• READING PASSAGE:
....

Everett J. Waring remains, sadly, a “forgotten first” despite his historic achievement. While his portrait hangs in Baltimore's Clarence Mitchell Courthouse, and while a minority bar association in Maryland bears his name, few even in the legal profession are aware of his significance. In a former slave state that clung to a “whites-only” legal profession for more than 20 years after the Civil War, and with the support of Black community organizing that helped pave the way for groups like the NAACP, Waring broke through the color barrier and then immediately set to work challenging discriminatory laws. And in only his fifth year as a lawyer, he found himself challenging U.S. sovereignty over a far-flung island in an effort to spare the lives of Black men who had endured slavery by another name. As if being the first Black lawyer to argue before the U.S. Supreme Court wasn't intimidating enough, Waring had to make that argument before a Court that included five of the justices who would decide Plessy v. Ferguson six years later.

While largely overlooked by scholars, Waring's historical significance is undeniable. His admission ushered in the beginning of an era of distinguished Black civil rights lawyers in Maryland, ranging from William Ashbie Hawkins to Charles Hamilton Houston to Thurgood Marshall. Virtually anywhere that Black lawyers practiced, they struggled to earn a living: after all, white clients generally didn't hire them, and most Black clients could not afford to pay substantial fees. Recognizing this, early Black lawyers devoted significant time and energy to building up the Black community's economic infrastructure and mobilizing the political clout that would pave the way for future growth and opportunity. In Maryland, this translated to getting Harry S. Cummings elected in 1890 as the first Black person to serve on the Baltimore City Council. Although he was defeated in his reelection bid in 1892, Cummings worked tirelessly for Black constituents and managed to integrate the Maryland Institute of Art and Design by appointing its first Black student. In 1890, Cummings--along with Joseph Seldon Davis, future lawyer William Ashbie Hawkins, and other businessmen--founded the Economics Association, a support network for Black-owned businesses.

However, the fight for Black representation in Maryland's legal profession was far from over. With vocal cries for segregation reaching a fever pitch in 1890, the University of Maryland School of Law expelled its only two Black students, William Ashbie Hawkins and James L. Dozier. Both finished their legal education at Howard. The University of Maryland School of Law's doors would remain closed to Black students for nearly half a century, until Thurgood Marshall and Charles Hamilton Houston won Donald Murray's suit seeking admission to the school.

....

• RAW DATA:
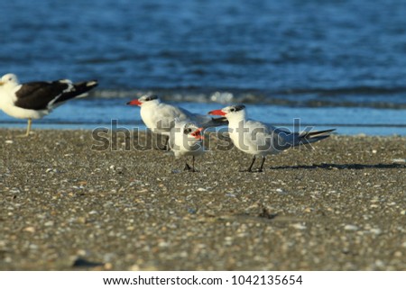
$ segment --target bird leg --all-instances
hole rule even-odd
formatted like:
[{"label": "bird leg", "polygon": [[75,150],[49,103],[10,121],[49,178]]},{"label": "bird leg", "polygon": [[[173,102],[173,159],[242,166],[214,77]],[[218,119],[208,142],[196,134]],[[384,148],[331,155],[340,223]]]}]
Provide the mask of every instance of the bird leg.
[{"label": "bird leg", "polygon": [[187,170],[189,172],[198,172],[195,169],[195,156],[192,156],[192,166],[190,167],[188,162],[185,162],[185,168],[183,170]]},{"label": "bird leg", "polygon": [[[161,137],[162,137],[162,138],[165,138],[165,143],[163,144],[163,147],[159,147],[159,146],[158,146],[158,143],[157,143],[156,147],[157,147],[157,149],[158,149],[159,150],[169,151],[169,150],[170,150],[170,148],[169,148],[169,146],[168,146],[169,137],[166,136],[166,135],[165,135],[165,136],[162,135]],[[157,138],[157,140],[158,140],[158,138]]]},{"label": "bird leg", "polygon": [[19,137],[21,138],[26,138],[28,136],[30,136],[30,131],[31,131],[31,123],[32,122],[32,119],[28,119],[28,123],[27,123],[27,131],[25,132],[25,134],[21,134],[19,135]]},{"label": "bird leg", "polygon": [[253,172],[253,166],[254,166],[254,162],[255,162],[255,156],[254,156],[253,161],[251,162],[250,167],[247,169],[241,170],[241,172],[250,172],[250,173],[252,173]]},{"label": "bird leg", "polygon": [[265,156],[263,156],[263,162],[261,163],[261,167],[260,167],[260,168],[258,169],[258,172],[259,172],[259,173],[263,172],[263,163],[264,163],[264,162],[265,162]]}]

....

• ACTIONS TO TAKE:
1. Reproduce the passage on Everett J. Waring verbatim, from "However, the fight" to "to the school.".
2. Extend the passage on Everett J. Waring and Black lawyers in Maryland, picking up after its final sentence.

• RESULTS BY TASK:
1.
However, the fight for Black representation in Maryland's legal profession was far from over. With vocal cries for segregation reaching a fever pitch in 1890, the University of Maryland School of Law expelled its only two Black students, William Ashbie Hawkins and James L. Dozier. Both finished their legal education at Howard. The University of Maryland School of Law's doors would remain closed to Black students for nearly half a century, until Thurgood Marshall and Charles Hamilton Houston won Donald Murray's suit seeking admission to the school.

2.
Yet more Black lawyers continued to walk through the doors opened by Everett Waring and the Brotherhood of Liberty. William Ashbie Hawkins, admitted in 1892, was present at the Niagara Conference that led to the founding of the NAACP, and he went on to become Maryland's leading civil rights lawyer for decades--challenging segregation in housing and transportation as well as attempts at disenfranchising Black voters. By 1935, the end of the first half of the century of Black admission to the Maryland bar, there were 32 Black lawyers in Baltimore alone. As one scholar noted, “[m]easured by the forces arrayed against them, the achievements of the black lawyers in Maryland in these first four decades were substantial,” and black lawyers' “economic survival was itself a triumph.”

Acknowledgment for the pioneering Black lawyers in Maryland's history is long overdue. One positive step toward restorative justice would be the posthumous bar admission of Edward Garrison Draper. In the same year the United States Supreme Court proclaimed Black people “beings of an inferior order” who could not be considered citizens, Draper displayed such a command of the law that a White judge found him “qualified in all respects” and worthy of bar admission but for the color of his skin. Recognizing Draper--a living, breathing repudiation of the racist beliefs manifested in Chief Justice Taney's opinion in Dred Scott v. Sandford-- with posthumous admission to the Maryland bar would be more than a symbolic gesture. It would right a historic wrong and racial injustice, while simultaneously serving as homage to the Black legal trailblazers on whose shoulders we stand.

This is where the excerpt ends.